GIVEN PASSAGE →
-*-*-

Jean Varraud

Personal information
- Full name: Jean Philippe Varraud
- Date of birth: 10 May 1919
- Place of birth: Saint-Étienne, France
- Date of death: 24 June 2006 (aged 87)
- Place of death: Cannes, France
- Height: 1.76 m (5 ft 9 in)
- Position: Midfielder

Senior career*
- Years: Team / Apps / (Gls)
- 1937–1939: Saint-Étienne
- 1943–1944: Cannes

= Jean Varraud =

French footballer and scout (1921–2006)

Jean Philippe Varraud (/fr/; 10 May 1919 – 24 June 2006) was a French footballer and scout.

==Playing and coaching career==
Varraud played as a footballer for Saint-Étienne, and made two appearances during the 1937–38 season, with his debut coming in a 5–0 win against Toulouse during October 1937. Afterwards, he played for AS Cannes, including their 2–1 loss to Bordeaux in the 1943–44 Championnat de France Amateur final. During World War II, he helped his former Saint-Étienne teammates Ignace Tax and Ferenc Odry by temporarily taking them in following their return from the war.

He later worked as a youth coach at Cannes, from the 1950s until 1980, helping develop players like future French internationals Vincent Estève and Charly Loubet during the 1960s, and Bernard Casoni, Yves Bertucci, Michel Dussuyer, Jean-Louis Garcia, Johan Micoud and Guy Sporn during the 1970s.

==Scouting career==
Starting in the 1980s, Varraud worked as a scout for Cannes for two decades, helping to establish the club's identification programs and develop its youth academy.

-*-*-

SET OF TASKS →
(1) In the Jean Varraud biography, which club beat AS Cannes in the 1943–44 Championnat de France Amateur final?
(2) Continue the Jean Varraud biography from the point where it stops.

-*-*-

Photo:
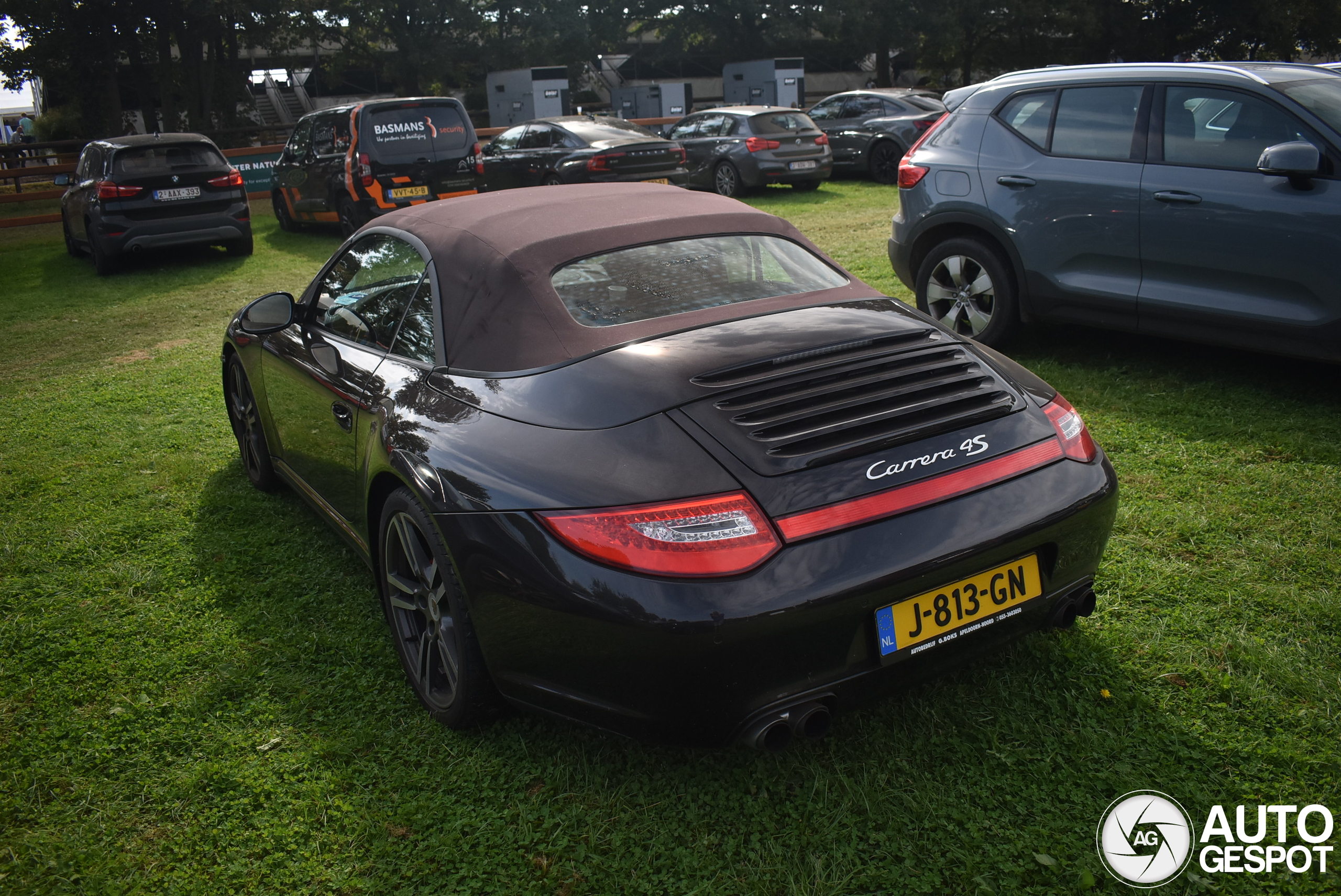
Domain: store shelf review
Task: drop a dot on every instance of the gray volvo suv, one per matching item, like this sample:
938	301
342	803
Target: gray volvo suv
1195	200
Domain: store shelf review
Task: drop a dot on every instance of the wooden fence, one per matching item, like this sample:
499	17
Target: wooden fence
63	154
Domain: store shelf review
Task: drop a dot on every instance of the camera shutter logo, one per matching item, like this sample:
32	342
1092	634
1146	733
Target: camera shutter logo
1144	839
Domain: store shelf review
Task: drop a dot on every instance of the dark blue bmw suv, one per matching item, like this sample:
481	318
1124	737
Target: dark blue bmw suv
1196	200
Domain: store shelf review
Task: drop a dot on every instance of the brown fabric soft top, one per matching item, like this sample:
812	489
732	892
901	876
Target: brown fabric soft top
495	252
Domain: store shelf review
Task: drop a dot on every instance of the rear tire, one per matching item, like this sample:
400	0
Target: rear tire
427	613
726	180
286	220
104	262
883	161
245	416
966	286
243	246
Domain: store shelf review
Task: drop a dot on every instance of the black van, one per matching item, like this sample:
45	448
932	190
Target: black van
349	164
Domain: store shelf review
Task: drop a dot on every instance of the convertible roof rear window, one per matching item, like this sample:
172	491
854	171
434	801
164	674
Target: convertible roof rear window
686	275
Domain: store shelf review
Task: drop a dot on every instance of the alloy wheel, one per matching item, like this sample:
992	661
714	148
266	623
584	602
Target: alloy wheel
247	422
422	613
962	295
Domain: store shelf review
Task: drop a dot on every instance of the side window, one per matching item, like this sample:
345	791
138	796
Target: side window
684	128
828	110
324	136
863	108
1097	123
1222	128
416	337
300	141
537	137
1029	116
510	139
364	295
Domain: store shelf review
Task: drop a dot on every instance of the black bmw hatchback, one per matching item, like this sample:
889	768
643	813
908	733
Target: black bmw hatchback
650	460
153	191
580	149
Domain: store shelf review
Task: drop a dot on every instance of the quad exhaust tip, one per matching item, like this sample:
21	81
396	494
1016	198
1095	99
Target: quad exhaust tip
775	730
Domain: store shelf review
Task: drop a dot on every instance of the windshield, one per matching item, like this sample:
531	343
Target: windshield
408	133
1321	97
164	160
687	275
781	123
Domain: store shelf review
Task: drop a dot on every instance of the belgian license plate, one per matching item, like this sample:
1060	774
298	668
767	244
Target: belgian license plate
942	615
178	192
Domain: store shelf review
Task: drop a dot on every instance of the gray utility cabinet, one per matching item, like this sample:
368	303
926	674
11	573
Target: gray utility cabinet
652	101
522	94
765	82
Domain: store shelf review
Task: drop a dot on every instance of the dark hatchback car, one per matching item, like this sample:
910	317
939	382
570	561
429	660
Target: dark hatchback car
735	149
580	149
647	459
152	191
1189	200
349	164
872	129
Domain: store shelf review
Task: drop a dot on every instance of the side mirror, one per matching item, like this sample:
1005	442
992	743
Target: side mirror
267	314
1297	160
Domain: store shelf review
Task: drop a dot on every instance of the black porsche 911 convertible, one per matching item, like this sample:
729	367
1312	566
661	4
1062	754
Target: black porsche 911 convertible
650	460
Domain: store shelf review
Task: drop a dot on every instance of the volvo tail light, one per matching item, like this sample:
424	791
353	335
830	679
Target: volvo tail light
911	175
755	144
601	161
712	536
231	179
1071	429
106	190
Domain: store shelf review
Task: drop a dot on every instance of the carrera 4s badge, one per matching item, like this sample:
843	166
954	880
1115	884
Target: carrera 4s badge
879	470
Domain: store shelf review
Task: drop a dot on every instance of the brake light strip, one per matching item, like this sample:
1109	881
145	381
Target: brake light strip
902	500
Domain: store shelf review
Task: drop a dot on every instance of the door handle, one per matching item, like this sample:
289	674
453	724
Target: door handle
344	416
1178	196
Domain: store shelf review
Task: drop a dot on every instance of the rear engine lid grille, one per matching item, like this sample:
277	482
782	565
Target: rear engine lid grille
852	399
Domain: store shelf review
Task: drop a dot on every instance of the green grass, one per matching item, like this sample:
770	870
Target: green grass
160	622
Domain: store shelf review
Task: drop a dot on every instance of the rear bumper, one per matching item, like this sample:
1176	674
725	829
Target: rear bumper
124	235
696	662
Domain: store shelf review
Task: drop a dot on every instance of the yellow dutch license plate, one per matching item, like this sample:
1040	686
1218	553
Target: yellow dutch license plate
939	616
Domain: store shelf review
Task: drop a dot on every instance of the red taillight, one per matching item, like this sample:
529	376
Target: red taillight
919	494
911	175
755	144
231	179
714	536
106	190
1071	429
601	163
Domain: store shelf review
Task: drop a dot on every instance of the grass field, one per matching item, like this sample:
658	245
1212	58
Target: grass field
199	695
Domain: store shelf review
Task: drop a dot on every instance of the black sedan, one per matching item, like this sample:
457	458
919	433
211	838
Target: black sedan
580	149
153	191
872	129
648	459
734	149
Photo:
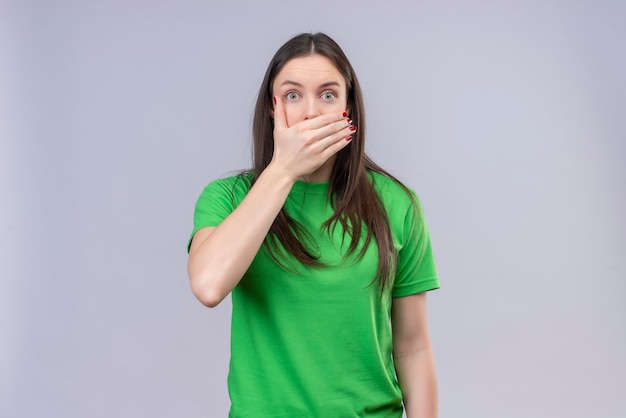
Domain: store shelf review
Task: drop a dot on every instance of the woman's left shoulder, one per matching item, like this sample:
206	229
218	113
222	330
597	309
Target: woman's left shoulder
392	191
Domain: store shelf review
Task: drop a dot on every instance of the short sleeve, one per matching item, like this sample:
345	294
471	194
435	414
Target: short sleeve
415	270
217	201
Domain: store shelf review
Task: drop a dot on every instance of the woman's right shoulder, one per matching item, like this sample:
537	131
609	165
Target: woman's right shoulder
235	184
232	188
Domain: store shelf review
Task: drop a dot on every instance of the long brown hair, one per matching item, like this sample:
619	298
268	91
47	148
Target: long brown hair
357	207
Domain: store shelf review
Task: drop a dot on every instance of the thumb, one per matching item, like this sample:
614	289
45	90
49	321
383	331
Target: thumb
280	121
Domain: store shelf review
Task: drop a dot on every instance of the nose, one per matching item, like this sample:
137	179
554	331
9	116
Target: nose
312	109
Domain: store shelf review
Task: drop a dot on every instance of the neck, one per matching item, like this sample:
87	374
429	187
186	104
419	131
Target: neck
322	174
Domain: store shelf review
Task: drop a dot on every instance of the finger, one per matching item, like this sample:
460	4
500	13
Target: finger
338	143
344	125
280	121
323	120
340	138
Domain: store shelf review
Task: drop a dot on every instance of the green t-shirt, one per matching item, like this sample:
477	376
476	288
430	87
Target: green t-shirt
316	342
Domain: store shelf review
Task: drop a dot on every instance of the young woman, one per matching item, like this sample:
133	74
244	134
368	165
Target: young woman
326	256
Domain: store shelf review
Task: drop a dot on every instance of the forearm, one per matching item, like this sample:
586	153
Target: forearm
219	261
416	373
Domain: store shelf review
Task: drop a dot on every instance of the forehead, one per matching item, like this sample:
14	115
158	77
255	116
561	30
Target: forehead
312	69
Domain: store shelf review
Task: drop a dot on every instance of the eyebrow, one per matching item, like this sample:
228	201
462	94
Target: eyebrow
327	84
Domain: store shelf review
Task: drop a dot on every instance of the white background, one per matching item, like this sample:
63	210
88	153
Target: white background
507	117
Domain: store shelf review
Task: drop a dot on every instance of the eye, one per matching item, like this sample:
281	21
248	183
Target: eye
292	95
328	95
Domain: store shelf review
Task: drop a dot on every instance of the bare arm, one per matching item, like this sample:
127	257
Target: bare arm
219	256
413	356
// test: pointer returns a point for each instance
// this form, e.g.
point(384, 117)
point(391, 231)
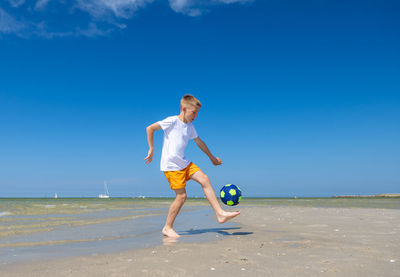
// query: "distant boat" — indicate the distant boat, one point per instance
point(106, 193)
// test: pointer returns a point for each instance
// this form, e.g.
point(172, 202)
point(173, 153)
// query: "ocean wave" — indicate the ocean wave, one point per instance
point(5, 213)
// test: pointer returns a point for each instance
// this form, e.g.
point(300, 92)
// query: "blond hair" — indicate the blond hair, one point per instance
point(189, 100)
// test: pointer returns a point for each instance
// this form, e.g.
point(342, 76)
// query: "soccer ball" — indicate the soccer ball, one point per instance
point(230, 195)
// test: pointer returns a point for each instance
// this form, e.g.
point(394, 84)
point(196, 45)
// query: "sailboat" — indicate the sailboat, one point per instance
point(106, 193)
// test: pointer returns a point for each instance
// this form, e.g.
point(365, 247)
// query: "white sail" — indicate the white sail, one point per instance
point(106, 193)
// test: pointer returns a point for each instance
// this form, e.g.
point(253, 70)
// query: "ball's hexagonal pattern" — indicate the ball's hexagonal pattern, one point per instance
point(231, 195)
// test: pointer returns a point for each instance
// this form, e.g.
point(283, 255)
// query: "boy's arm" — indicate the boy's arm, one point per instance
point(150, 139)
point(201, 144)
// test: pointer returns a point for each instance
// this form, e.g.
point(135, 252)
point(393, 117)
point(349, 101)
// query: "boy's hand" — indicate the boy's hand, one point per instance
point(216, 161)
point(149, 157)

-*-*-

ANSWERS BY TASK →
(1) Bordeaux beat AS Cannes 2–1 in that final.

(2)
In 1986, while working as a scout for Cannes, he spotted a 15-year-old Zinedine Zidane at the CREPS in Aix-en-Provence. Varraud recommended him to manager Jean Fernandez, who later gave him his French Division 1 debut in May 1989 against FC Nantes. Shortly after Zidane joined Cannes, Varraud was tasked with helping him channel his anger to focus more on the match itself, and ended up putting Zidane on cleaning duty during his first weeks as a punishment for punching an opponent who had mocked his background. Zidane would go on to be considered one of the best footballers of all time, and later credited Varraud as the person who most influenced his development in football, describing him as a second father.

During his time as a scout for Cannes, he also discovered Peter Luccin, Pascal Bedrossian, and Gilles Hampartzoumian.

==Death==
Varraud died in Cannes on 24 June 2006, at the age of 87, following a battle with cancer. Zidane attended his funeral.

Following Zidane's headbutt during the 2006 FIFA World Cup final, internet rumours started circulating that it was triggered by Marco Materazzi gloating about Varraud's death.